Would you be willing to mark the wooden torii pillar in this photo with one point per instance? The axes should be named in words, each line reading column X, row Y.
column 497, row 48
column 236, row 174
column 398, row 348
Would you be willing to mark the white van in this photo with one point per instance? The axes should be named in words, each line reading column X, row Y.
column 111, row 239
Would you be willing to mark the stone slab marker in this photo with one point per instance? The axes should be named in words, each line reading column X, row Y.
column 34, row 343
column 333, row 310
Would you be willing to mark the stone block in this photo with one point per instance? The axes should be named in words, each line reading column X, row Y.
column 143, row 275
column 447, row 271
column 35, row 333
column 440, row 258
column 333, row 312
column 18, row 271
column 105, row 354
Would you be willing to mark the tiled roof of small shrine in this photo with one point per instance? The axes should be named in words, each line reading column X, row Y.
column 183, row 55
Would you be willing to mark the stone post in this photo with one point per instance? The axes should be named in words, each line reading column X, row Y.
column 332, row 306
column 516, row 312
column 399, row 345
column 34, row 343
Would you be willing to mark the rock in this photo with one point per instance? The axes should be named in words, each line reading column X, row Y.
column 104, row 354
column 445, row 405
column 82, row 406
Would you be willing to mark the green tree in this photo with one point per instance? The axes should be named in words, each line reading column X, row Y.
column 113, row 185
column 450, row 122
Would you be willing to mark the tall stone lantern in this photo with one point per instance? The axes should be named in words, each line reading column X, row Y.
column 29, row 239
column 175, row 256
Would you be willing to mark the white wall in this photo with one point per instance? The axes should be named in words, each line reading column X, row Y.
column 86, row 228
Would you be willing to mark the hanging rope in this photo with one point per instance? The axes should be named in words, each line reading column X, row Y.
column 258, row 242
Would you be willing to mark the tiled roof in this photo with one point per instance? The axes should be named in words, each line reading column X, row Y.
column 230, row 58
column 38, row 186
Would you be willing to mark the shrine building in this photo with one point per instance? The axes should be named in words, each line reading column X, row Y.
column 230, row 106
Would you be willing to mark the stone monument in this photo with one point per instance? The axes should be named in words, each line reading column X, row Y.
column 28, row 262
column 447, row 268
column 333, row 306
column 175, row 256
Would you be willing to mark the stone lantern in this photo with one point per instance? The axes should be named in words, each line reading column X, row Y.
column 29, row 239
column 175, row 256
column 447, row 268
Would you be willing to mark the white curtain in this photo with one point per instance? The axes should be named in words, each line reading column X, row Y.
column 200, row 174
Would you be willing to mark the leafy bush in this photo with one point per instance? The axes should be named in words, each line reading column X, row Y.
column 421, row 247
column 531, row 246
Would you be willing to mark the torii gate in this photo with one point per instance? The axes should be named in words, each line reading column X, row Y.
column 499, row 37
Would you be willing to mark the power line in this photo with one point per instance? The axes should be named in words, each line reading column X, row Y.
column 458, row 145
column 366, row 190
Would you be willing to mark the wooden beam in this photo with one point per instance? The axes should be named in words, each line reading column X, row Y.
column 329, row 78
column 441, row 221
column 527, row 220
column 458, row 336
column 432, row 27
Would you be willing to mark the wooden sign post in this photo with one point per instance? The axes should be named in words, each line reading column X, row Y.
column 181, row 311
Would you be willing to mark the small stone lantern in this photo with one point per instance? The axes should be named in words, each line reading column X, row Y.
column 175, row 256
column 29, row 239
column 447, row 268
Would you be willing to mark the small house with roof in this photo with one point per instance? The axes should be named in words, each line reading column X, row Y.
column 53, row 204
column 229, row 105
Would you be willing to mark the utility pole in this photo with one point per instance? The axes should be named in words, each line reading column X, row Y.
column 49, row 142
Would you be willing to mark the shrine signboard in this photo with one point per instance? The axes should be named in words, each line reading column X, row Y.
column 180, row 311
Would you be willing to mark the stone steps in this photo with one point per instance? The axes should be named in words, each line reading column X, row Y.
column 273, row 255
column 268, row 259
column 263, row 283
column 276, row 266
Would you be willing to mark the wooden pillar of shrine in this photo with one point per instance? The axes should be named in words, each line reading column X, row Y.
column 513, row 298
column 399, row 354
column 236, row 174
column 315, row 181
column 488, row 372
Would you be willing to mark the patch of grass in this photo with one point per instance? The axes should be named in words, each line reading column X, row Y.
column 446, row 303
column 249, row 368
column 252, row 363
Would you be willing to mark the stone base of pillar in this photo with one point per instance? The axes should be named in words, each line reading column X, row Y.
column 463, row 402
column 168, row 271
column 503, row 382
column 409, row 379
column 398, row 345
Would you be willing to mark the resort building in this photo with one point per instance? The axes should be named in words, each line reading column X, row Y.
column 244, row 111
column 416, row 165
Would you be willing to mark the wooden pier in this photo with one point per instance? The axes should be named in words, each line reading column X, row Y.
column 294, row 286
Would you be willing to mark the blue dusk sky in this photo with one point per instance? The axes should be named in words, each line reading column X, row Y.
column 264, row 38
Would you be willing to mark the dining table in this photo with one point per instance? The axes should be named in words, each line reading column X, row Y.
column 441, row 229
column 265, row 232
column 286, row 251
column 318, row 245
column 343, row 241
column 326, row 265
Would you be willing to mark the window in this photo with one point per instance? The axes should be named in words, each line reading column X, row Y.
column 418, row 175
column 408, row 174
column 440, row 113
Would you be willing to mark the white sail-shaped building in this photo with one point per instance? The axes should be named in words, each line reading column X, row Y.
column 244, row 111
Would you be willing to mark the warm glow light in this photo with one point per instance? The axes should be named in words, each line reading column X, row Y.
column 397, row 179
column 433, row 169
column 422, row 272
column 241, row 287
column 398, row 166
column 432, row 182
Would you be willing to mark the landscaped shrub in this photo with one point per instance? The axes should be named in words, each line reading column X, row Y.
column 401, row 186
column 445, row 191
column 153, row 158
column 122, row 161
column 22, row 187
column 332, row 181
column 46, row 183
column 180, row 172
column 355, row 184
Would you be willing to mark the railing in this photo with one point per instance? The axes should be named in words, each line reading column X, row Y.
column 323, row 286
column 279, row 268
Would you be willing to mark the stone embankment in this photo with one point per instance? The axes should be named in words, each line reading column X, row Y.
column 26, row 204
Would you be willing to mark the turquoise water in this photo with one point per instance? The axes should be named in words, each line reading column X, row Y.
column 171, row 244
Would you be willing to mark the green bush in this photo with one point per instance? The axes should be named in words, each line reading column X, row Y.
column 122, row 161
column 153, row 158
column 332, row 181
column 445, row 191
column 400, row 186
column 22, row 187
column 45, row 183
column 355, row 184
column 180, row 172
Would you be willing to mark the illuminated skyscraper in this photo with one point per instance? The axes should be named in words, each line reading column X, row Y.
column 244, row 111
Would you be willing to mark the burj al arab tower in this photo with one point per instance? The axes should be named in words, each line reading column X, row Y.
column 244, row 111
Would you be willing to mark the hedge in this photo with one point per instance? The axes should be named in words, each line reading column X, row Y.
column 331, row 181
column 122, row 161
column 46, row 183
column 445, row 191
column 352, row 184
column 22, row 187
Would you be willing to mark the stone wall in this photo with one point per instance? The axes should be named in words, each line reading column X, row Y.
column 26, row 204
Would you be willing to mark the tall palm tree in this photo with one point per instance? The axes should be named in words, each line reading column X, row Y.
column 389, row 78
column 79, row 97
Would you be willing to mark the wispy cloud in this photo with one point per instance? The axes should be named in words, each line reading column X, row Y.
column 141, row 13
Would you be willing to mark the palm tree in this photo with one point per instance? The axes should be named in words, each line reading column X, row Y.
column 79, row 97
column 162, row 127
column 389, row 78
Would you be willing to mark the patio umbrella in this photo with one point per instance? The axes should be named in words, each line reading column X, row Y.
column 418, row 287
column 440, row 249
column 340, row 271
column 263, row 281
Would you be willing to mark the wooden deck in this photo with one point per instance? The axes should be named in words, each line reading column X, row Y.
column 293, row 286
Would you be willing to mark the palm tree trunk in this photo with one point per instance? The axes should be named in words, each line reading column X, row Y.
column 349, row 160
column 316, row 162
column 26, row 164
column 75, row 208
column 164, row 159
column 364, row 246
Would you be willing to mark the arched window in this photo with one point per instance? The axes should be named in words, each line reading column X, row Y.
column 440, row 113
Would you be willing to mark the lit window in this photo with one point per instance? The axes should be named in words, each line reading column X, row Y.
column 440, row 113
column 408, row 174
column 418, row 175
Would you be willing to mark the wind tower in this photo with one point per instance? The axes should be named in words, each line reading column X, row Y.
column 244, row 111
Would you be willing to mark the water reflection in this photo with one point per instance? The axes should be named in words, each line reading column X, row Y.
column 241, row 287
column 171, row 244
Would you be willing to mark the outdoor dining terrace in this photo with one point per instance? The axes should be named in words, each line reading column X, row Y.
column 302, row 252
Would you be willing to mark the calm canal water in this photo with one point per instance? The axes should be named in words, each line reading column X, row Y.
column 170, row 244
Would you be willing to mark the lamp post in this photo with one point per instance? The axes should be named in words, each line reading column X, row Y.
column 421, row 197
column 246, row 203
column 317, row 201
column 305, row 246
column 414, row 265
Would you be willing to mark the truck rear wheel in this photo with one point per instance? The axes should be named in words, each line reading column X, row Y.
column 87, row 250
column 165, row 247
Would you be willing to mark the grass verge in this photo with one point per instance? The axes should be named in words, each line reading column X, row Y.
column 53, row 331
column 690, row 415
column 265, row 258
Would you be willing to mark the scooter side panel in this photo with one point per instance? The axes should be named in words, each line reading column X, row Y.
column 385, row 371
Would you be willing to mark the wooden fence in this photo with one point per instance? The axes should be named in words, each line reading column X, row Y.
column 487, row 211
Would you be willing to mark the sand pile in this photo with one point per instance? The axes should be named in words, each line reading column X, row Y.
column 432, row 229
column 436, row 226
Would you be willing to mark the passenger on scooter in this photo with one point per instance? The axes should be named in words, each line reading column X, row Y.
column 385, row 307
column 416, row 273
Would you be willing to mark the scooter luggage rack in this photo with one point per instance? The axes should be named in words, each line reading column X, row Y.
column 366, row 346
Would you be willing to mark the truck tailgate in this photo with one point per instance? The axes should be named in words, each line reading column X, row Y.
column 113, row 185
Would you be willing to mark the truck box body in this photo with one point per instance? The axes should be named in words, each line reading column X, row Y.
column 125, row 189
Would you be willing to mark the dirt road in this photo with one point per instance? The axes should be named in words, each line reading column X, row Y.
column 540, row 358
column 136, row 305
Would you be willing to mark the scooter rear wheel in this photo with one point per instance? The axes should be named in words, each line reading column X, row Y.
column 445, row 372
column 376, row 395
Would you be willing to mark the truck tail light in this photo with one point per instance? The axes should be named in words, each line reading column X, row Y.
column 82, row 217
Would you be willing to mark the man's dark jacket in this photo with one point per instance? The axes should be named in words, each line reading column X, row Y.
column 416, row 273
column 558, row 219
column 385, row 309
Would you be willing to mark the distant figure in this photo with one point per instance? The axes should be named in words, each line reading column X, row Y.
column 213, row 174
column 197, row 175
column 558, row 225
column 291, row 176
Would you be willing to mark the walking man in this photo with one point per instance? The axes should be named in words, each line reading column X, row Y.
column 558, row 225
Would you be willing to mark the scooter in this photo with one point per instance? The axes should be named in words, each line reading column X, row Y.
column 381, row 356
_ _ _ _
Written instruction:
Format the records above as a Markdown table with two columns, Row and Line, starting with the line that contains "Would you be willing to mark the stone steps" and continuing through the line that contains "column 276, row 266", leaving out any blank lines.

Exercise solution:
| Row | Line |
|---|---|
| 1 | Would you be willing to mark the stone steps in this photo with one point per instance? The axes should be named in words, each line reading column X, row Y. |
| 2 | column 273, row 255 |
| 3 | column 268, row 259 |
| 4 | column 263, row 283 |
| 5 | column 276, row 266 |